# start of Listed entries
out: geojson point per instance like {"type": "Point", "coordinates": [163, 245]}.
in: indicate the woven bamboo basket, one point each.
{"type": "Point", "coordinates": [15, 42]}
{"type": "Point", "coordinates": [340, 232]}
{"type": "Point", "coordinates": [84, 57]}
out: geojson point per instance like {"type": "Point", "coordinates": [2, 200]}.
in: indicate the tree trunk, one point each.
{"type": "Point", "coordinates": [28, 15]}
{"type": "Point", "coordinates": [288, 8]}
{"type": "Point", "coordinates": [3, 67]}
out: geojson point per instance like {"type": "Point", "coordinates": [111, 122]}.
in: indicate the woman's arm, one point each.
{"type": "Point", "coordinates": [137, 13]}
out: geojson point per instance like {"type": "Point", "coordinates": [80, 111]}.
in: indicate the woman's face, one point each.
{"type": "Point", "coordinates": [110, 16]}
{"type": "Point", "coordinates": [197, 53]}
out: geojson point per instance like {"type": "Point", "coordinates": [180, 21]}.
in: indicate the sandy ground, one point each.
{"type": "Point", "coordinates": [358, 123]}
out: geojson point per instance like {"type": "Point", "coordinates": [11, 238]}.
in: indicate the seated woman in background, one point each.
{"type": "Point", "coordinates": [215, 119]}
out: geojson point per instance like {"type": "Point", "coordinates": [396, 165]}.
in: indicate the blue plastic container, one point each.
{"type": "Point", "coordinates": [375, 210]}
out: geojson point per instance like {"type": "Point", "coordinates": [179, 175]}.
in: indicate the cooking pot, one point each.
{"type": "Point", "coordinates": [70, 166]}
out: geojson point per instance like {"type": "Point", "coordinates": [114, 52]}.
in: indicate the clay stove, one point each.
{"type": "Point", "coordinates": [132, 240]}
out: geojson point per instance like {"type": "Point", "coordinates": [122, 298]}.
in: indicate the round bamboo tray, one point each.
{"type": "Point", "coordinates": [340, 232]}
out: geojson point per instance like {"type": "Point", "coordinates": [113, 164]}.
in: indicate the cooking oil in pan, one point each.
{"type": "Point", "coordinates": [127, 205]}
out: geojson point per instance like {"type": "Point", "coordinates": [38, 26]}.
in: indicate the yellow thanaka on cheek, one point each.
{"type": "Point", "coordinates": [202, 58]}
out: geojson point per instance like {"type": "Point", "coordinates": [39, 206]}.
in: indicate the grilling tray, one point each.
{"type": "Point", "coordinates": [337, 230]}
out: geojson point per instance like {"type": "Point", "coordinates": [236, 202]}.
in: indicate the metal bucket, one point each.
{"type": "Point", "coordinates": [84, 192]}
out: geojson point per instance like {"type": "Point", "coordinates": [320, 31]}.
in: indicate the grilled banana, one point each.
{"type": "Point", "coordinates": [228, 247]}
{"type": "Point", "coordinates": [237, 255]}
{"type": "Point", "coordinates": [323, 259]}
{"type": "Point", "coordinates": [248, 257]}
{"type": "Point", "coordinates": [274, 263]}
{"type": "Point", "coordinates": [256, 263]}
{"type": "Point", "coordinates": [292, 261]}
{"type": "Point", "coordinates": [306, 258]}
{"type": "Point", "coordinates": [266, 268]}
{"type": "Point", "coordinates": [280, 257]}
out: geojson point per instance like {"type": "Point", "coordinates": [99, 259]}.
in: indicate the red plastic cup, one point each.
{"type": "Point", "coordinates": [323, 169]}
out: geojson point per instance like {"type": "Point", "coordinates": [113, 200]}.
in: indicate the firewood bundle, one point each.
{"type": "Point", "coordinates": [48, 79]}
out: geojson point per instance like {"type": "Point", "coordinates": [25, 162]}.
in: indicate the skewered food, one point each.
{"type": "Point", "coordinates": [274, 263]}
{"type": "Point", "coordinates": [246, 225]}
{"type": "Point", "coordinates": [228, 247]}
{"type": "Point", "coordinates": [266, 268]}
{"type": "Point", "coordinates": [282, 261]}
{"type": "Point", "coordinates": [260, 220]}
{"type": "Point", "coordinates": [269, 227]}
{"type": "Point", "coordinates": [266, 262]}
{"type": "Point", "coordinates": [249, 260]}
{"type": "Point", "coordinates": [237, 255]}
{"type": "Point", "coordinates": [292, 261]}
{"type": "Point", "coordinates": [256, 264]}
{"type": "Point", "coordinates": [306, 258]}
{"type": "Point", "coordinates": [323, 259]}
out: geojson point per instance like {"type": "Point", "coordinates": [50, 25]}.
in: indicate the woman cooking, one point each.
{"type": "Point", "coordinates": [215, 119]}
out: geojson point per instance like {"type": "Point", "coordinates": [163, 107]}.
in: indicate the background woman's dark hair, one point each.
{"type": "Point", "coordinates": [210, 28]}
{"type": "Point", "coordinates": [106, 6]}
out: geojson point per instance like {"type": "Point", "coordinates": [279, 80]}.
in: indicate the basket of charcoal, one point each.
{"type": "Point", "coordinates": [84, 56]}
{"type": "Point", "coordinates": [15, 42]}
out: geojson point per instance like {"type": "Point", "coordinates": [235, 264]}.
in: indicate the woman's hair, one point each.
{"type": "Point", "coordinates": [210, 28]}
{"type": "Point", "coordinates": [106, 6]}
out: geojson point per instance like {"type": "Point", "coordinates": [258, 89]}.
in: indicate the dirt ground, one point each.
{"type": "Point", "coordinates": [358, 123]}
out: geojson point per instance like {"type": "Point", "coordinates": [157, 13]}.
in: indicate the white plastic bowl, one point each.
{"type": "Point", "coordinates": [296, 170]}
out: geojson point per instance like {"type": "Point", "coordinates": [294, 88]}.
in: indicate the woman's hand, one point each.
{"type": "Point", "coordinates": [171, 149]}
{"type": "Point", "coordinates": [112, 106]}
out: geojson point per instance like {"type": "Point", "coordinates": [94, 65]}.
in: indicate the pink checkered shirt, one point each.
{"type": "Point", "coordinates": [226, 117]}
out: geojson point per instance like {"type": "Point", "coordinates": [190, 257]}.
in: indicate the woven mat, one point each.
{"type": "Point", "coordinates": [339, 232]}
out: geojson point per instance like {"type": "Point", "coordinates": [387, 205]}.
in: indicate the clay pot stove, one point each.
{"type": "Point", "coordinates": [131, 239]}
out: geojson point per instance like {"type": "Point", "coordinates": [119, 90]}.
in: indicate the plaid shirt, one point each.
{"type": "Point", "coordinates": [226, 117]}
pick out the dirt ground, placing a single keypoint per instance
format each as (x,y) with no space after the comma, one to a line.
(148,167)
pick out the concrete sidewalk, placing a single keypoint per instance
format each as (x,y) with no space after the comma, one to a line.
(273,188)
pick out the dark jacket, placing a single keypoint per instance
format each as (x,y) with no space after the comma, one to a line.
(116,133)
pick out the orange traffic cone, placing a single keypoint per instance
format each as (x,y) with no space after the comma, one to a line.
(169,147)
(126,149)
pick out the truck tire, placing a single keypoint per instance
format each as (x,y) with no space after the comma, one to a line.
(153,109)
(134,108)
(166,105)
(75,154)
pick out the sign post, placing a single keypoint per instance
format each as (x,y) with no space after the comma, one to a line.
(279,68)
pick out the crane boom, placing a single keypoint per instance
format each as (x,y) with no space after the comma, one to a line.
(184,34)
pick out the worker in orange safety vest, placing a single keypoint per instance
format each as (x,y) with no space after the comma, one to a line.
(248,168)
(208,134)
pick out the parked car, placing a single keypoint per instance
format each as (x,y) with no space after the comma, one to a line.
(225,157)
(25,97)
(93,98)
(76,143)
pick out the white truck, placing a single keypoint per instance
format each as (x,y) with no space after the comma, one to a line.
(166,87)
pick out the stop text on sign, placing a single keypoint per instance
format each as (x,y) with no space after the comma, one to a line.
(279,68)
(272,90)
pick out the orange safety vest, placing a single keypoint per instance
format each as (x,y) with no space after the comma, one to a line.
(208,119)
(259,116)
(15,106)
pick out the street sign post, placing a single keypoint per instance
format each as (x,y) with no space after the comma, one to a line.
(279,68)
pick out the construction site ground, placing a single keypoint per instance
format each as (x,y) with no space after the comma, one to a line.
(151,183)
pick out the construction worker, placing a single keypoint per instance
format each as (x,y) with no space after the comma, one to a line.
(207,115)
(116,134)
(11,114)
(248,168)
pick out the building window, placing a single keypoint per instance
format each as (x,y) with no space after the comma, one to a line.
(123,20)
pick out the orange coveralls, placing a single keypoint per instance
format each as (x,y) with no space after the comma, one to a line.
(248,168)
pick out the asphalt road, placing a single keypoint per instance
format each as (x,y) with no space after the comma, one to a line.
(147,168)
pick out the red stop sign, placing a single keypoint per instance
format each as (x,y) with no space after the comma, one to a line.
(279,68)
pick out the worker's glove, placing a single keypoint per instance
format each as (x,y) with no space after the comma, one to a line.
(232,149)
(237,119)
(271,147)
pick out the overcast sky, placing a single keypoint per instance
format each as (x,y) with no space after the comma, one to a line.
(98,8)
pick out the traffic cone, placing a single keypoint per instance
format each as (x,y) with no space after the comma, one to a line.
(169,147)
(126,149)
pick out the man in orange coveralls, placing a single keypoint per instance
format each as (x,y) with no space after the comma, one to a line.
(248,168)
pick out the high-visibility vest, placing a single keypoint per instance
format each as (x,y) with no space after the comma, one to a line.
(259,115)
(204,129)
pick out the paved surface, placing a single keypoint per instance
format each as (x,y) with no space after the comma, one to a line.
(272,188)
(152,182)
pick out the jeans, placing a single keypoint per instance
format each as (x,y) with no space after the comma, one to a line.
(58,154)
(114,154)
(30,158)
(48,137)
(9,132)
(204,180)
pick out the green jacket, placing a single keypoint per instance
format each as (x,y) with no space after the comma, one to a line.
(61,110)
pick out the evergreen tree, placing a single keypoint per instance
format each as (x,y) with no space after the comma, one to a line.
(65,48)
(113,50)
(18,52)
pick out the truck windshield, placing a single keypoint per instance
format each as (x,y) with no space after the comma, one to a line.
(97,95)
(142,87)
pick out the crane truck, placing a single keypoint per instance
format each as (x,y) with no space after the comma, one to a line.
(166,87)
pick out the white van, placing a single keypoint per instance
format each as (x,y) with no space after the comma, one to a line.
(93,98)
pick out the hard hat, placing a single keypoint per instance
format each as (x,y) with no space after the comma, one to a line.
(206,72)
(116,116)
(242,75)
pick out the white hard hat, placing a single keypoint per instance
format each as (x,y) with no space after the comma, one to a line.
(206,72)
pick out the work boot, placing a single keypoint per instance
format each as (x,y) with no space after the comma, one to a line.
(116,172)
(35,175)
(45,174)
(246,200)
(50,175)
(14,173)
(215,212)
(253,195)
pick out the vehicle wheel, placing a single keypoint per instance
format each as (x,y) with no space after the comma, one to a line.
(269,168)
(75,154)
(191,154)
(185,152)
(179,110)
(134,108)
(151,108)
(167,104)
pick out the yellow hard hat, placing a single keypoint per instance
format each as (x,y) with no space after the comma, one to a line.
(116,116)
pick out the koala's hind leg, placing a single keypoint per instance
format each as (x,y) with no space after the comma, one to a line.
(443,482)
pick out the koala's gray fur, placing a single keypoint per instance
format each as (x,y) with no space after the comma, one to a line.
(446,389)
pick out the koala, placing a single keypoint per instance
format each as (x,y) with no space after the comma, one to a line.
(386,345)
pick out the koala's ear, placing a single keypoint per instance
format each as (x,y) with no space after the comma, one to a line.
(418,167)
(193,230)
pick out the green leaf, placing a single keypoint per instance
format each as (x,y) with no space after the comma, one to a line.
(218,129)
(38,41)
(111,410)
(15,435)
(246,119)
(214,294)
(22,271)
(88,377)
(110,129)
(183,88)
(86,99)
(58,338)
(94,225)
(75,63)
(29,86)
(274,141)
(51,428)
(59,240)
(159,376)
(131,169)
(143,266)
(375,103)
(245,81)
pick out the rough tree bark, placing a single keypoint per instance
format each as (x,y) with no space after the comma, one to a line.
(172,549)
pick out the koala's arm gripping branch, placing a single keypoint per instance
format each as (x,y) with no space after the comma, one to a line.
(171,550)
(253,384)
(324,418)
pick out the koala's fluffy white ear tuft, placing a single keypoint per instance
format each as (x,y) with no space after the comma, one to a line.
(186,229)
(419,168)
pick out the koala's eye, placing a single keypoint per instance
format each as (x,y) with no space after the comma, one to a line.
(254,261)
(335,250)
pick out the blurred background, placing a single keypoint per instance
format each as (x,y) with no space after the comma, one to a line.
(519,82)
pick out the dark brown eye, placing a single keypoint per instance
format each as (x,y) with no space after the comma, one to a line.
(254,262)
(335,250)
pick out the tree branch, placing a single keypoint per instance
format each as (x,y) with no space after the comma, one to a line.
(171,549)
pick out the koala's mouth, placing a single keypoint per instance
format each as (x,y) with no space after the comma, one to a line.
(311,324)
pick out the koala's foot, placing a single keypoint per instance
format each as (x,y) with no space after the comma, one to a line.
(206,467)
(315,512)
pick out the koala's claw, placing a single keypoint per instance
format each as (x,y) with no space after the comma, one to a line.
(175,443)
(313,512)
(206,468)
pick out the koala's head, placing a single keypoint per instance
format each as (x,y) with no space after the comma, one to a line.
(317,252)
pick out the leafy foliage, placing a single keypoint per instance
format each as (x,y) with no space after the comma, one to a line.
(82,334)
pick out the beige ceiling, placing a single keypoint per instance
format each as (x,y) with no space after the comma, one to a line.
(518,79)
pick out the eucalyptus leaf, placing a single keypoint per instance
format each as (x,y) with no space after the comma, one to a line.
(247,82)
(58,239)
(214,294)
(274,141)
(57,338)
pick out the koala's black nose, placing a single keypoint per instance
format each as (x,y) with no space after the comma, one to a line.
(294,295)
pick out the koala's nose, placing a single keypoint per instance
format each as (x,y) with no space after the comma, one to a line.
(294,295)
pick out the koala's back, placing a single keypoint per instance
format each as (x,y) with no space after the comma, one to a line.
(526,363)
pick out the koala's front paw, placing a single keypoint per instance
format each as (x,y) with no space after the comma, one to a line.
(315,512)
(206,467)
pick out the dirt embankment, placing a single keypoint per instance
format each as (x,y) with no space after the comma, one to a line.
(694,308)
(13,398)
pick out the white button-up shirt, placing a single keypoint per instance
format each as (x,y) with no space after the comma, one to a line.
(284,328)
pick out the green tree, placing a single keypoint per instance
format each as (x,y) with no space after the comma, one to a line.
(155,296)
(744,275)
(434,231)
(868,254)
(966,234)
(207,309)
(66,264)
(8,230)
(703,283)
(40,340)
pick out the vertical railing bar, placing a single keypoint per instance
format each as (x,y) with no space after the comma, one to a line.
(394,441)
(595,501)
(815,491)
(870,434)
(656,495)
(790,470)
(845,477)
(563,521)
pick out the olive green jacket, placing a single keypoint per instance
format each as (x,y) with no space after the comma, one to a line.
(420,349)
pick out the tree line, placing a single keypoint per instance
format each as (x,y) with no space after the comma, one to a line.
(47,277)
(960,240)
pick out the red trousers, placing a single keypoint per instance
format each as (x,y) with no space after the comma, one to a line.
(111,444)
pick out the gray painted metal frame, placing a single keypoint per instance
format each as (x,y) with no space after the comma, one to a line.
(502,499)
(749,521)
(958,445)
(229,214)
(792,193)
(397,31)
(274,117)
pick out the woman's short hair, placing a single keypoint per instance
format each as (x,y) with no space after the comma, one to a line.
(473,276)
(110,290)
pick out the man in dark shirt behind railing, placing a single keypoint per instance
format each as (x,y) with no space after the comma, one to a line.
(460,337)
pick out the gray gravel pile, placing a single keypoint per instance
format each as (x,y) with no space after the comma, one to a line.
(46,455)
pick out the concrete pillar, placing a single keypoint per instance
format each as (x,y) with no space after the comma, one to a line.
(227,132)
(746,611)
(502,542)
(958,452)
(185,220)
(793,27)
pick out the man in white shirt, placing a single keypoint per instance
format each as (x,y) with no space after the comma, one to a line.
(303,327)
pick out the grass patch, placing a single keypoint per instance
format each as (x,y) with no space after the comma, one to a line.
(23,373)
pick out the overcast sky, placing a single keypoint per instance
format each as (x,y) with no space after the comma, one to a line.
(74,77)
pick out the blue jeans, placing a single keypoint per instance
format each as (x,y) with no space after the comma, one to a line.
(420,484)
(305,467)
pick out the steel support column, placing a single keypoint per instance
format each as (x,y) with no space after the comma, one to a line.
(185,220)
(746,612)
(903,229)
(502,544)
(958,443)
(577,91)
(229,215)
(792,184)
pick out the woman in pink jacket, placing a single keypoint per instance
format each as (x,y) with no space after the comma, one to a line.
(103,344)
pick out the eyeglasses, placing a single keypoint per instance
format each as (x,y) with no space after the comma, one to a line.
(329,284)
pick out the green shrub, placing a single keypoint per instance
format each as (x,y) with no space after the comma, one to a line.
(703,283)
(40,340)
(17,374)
# end of Listed entries
● Goal of the exercise
Find the line that contains "pick out the grass". Repeat it and every line after it, exactly as written, up to and including the last line of the records above.

● Response to the task
pick out the grass patch, placing a single keypoint per instance
format each as (x,y) with no space after the comma, one to a line.
(23,373)
pick out the overcast sky, placing a single keypoint per instance
format each as (x,y) with no space after the comma, one to a line.
(74,77)
pick out the blue jeans, placing a single keypoint per instance
format each as (x,y) with no space after the comma, one to a line.
(420,484)
(305,467)
pick out the steel support column, placing a single keypoint per instance
format each as (x,y) with no space after the comma, one to a line.
(185,220)
(746,612)
(903,229)
(502,544)
(958,443)
(577,91)
(229,215)
(792,184)
pick out the woman in pink jacket, placing a single keypoint per instance
format each as (x,y) with no space after the comma, one to a line.
(103,344)
pick out the eyeglasses, placing a single keypoint per instance
format each as (x,y) with no space after the comma, one to a line.
(329,284)
pick out the green shrub, placing a single keypoint per instance
format each as (x,y) with no space after the comma, one to a line.
(703,283)
(40,340)
(17,374)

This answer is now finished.